## [EXTRAIT PROPOSÉ]

Orfeo : Jakub Józef Orliński
Euridice : Jacques Dutronc
Amore: Fatma Saïd
Il Giardino d’Amore, dir. Stefan Plewniak
Orfeo ed Euridice
Azione teatrale per musica en 3 actes de Gluck, livret de Ranieri de ‘Calzabigi
1 CD Erato, avril 2024
« Oh, mais il n’est pas nu ! » – Sur la pochette de son nouveau disque, Jakub Józef Orliński est habillé. Il a même un bandeau devant les yeux. Le phénomène Orliński est désormais une affaire qui marche, et le contre-ténor n’a plus besoin de mettre en avant d’autres arguments que son chant. Il rêve depuis longtemps d’interpréter l’Orfeo de Gluck, il l’a fait plusieurs fois sur scène ou en concert, notamment au Théâtre des Champs-Elysées en 2022, dans la production de Robert Carsen. De fait, la partition lui convient bien, et l’on ne criera pas cette fois que l’empereur est nu : Orliński, on le sait, est bien plus à son aise dans les airs « planants », dans le registre élégiaque, car les moments d’emportement mettent parfois en relief des stridences moins agréables à entendre. Dans Orfeo, aucune aria ne sollicite la virtuosité ou la vélocité, et le chanteur peut tout à sa guise émettre de beaux sons filés.

Données enregistrées:
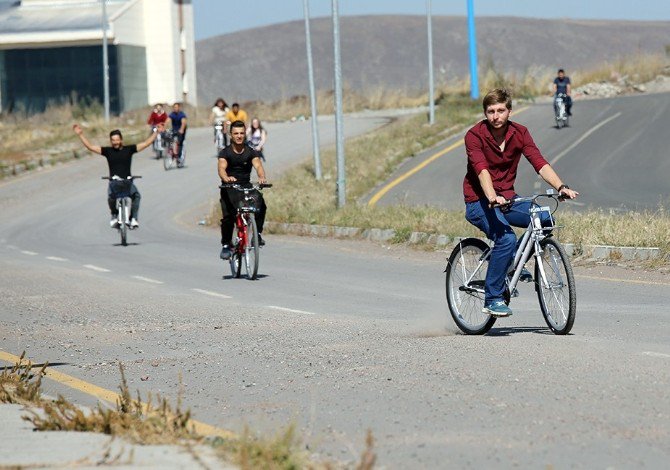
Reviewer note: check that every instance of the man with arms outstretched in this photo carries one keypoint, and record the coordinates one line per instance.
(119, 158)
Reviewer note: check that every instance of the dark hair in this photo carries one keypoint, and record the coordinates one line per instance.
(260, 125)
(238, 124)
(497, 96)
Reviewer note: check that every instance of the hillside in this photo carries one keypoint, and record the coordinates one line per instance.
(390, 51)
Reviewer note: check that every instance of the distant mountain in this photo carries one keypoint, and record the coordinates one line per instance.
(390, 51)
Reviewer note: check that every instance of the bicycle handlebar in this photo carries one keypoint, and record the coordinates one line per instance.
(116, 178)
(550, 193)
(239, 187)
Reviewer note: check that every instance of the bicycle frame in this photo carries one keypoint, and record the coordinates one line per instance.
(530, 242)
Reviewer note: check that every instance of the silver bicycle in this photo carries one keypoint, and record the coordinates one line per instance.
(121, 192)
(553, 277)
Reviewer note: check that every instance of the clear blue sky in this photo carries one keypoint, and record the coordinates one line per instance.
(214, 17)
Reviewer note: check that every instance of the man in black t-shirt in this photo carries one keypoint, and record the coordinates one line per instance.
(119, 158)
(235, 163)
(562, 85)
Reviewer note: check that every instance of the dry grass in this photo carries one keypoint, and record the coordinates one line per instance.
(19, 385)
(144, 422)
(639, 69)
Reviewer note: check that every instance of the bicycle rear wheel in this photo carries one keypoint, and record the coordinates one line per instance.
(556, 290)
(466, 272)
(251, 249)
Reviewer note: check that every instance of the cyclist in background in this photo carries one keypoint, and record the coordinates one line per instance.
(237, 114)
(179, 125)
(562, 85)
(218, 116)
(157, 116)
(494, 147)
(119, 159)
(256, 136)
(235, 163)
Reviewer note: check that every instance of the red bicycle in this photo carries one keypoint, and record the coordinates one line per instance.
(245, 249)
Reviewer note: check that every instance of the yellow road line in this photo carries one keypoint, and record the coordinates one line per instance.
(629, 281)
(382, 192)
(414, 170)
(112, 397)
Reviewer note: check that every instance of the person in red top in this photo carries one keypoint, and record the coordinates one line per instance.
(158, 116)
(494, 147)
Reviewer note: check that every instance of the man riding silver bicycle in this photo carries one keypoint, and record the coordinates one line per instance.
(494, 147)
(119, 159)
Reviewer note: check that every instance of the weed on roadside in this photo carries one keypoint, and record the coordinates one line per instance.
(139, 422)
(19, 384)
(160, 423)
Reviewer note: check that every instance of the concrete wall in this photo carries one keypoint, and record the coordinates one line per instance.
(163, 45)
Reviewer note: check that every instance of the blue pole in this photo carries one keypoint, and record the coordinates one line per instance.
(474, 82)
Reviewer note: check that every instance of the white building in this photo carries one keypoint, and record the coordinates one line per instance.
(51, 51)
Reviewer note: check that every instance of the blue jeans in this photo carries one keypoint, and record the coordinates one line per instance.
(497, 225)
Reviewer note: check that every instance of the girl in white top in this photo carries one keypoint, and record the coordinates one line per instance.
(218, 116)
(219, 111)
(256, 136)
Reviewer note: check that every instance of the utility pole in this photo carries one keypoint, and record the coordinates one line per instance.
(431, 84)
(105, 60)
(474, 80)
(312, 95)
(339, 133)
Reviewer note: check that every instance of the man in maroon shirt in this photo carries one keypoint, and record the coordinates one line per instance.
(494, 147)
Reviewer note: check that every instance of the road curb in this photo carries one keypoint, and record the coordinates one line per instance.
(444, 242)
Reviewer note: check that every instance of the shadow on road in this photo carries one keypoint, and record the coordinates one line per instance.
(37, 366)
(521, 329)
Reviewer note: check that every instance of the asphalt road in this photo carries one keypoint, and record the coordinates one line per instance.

## [TRAVAIL DEMANDÉ]
[1] Reproduisez mot pour mot l'intégralité de l'extrait consacré à l'enregistrement d'Orfeo ed Euridice.
[2] Parmi les lignes, relevez toutes celles qui contiennent la chaîne « bicycle ».
Les lignes n'ont aucun rapport avec l'extrait.

## [RÉSULTATS ATTENDUS]
[1]
Orfeo : Jakub Józef Orliński
Euridice : Jacques Dutronc
Amore: Fatma Saïd
Il Giardino d’Amore, dir. Stefan Plewniak
Orfeo ed Euridice
Azione teatrale per musica en 3 actes de Gluck, livret de Ranieri de ‘Calzabigi
1 CD Erato, avril 2024
« Oh, mais il n’est pas nu ! » – Sur la pochette de son nouveau disque, Jakub Józef Orliński est habillé. Il a même un bandeau devant les yeux. Le phénomène Orliński est désormais une affaire qui marche, et le contre-ténor n’a plus besoin de mettre en avant d’autres arguments que son chant. Il rêve depuis longtemps d’interpréter l’Orfeo de Gluck, il l’a fait plusieurs fois sur scène ou en concert, notamment au Théâtre des Champs-Elysées en 2022, dans la production de Robert Carsen. De fait, la partition lui convient bien, et l’on ne criera pas cette fois que l’empereur est nu : Orliński, on le sait, est bien plus à son aise dans les airs « planants », dans le registre élégiaque, car les moments d’emportement mettent parfois en relief des stridences moins agréables à entendre. Dans Orfeo, aucune aria ne sollicite la virtuosité ou la vélocité, et le chanteur peut tout à sa guise émettre de beaux sons filés.

[2]
Reviewer note: check that every instance of the bicycle handlebar in this photo carries one keypoint, and record the coordinates one line per instance.
Reviewer note: check that every instance of the bicycle frame in this photo carries one keypoint, and record the coordinates one line per instance.
Reviewer note: check that every instance of the silver bicycle in this photo carries one keypoint, and record the coordinates one line per instance.
Reviewer note: check that every instance of the bicycle rear wheel in this photo carries one keypoint, and record the coordinates one line per instance.
Reviewer note: check that every instance of the red bicycle in this photo carries one keypoint, and record the coordinates one line per instance.
Reviewer note: check that every instance of the man riding silver bicycle in this photo carries one keypoint, and record the coordinates one line per instance.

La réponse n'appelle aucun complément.